Render each line of the items below as a Markdown table with the columns No. and Line. Number the rows in order and omit blank lines.

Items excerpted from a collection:
━━━━━━━━━━━━━━━━━━━━
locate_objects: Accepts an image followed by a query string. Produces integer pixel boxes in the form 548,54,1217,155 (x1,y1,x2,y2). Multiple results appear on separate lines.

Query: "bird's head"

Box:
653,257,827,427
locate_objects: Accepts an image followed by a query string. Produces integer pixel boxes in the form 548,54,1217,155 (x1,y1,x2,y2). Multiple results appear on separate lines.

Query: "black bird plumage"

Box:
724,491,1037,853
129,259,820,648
━━━━━━━━━━━━━━━━━━━━
**Response to this exercise:**
| No. | Line |
|---|---|
| 1 | locate_objects: Accepts an image followed by a query string. Produces integer pixel boxes in the form 548,54,1217,155 (x1,y1,x2,y2). Multiple results appear on separate lines. |
| 2 | Query: "bird's head" |
| 3 | Box: |
| 4 | 653,257,827,427 |
| 5 | locate_objects: Accepts an image followed by a query string. Produces integer pixel boxes in the form 548,54,1217,155 (x1,y1,x2,y2). Multiple results appear on separate lines. |
| 6 | Query: "black bird plumage" |
| 7 | Box: |
| 8 | 724,491,1037,853 |
| 9 | 129,259,820,648 |